What you will do
Starting at the line with "Find the dark" and going on through the line with "Find the stainless", reproduce each line in the records below exactly and nothing more.

---

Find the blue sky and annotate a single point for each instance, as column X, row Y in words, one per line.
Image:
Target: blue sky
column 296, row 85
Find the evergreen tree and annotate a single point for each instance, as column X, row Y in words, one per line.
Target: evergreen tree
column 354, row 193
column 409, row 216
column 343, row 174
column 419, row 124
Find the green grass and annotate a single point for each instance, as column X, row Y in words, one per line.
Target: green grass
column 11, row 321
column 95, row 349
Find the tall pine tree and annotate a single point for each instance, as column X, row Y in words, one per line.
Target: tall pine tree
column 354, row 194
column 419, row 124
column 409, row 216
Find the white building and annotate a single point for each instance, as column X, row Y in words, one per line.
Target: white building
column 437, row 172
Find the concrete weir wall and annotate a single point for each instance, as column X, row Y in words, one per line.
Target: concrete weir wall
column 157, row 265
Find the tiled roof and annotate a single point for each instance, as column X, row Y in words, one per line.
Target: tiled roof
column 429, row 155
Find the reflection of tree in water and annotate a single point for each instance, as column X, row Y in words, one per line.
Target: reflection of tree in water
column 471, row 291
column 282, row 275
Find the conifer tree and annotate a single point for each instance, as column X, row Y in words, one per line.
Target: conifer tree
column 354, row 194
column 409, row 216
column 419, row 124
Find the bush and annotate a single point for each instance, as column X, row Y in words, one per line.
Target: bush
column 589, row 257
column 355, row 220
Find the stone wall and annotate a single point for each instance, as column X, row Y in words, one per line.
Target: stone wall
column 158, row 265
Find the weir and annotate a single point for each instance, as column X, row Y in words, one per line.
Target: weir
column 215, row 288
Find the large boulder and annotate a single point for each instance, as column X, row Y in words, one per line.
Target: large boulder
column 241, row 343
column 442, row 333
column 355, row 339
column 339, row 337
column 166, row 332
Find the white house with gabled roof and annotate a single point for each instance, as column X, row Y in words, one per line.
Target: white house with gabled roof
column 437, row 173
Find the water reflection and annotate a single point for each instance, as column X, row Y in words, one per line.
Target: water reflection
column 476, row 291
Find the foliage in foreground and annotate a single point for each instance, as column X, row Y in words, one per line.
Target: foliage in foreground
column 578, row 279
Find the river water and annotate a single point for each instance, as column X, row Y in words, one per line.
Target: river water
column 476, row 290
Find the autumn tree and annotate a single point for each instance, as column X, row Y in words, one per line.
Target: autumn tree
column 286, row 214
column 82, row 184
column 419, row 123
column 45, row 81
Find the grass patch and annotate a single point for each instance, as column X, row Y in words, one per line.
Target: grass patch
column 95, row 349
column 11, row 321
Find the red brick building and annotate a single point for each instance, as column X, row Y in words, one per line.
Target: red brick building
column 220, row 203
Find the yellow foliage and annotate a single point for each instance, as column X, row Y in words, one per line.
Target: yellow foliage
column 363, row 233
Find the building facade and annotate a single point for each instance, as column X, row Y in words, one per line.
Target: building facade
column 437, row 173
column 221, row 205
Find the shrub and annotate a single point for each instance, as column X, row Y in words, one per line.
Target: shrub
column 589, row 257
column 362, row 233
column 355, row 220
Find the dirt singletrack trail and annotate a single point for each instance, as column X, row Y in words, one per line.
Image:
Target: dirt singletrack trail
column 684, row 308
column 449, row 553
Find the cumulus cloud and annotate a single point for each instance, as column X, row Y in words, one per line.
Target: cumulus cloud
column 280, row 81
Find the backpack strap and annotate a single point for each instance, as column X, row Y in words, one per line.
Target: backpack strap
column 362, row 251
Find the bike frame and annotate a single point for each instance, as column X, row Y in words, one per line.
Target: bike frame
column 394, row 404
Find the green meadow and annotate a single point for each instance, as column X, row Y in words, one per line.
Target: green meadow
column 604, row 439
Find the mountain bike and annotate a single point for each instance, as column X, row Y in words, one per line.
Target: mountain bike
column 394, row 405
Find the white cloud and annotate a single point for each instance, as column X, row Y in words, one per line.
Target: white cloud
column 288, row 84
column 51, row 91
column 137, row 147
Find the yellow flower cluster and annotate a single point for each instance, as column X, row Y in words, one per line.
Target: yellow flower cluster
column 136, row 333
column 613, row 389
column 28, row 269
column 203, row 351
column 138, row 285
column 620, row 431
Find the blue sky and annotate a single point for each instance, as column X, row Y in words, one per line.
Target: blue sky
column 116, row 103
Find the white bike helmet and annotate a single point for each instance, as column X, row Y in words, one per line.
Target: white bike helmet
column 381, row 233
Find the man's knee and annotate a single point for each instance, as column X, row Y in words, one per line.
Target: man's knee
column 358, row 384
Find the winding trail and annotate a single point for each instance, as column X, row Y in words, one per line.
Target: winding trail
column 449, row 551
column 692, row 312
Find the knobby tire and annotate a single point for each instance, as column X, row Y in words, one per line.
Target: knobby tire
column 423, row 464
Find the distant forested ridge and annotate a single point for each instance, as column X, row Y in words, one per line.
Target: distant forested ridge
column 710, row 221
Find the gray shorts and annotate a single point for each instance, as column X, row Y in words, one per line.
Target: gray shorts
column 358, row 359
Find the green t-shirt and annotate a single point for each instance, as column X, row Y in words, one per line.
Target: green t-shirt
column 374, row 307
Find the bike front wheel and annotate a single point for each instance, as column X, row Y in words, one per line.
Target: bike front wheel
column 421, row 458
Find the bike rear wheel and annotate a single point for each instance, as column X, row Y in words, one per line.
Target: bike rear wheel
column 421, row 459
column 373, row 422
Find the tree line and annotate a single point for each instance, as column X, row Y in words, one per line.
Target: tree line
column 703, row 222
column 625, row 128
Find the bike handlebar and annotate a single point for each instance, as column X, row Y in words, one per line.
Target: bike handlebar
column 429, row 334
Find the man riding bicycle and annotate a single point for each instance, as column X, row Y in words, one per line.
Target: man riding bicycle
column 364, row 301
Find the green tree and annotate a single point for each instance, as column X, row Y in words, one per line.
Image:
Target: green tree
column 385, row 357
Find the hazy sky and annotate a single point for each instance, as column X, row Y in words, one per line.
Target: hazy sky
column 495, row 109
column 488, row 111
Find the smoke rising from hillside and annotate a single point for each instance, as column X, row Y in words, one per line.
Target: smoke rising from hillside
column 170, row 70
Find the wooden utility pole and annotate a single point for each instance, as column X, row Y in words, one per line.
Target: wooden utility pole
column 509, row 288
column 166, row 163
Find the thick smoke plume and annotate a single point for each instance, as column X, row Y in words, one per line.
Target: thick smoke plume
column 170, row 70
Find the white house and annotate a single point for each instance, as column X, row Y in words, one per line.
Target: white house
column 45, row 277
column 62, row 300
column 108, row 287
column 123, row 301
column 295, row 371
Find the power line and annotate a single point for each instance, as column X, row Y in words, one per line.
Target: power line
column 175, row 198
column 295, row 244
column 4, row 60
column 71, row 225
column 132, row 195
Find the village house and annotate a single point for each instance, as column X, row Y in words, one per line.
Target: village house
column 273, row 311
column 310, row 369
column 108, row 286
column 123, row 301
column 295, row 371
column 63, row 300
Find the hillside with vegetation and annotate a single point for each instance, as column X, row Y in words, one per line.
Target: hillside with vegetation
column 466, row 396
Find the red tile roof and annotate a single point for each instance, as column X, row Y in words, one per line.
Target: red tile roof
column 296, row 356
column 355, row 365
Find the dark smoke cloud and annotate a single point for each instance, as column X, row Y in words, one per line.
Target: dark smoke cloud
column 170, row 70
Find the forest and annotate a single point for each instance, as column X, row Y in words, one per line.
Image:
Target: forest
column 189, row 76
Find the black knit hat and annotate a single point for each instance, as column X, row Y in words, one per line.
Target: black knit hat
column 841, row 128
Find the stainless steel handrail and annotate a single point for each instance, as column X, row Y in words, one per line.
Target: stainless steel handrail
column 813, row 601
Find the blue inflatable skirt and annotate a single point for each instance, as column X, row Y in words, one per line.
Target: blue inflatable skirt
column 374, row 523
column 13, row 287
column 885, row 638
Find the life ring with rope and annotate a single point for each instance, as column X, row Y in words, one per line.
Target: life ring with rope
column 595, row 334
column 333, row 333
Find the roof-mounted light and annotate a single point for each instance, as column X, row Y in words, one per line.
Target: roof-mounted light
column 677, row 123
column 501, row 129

---

Finished exercise
Find the dark smoke cloud and annotate a single point for each instance, as column X, row Y in words, one per line.
Target: dark smoke cloud
column 170, row 70
Find the forest and annotate a single point for each instance, as column X, row Y in words, one per line.
Image:
Target: forest
column 189, row 76
Find the black knit hat and annotate a single point for each instance, as column X, row Y in words, one per line.
Target: black knit hat
column 841, row 128
Find the stainless steel handrail and annotate a single point for each instance, as column X, row Y in words, one per line.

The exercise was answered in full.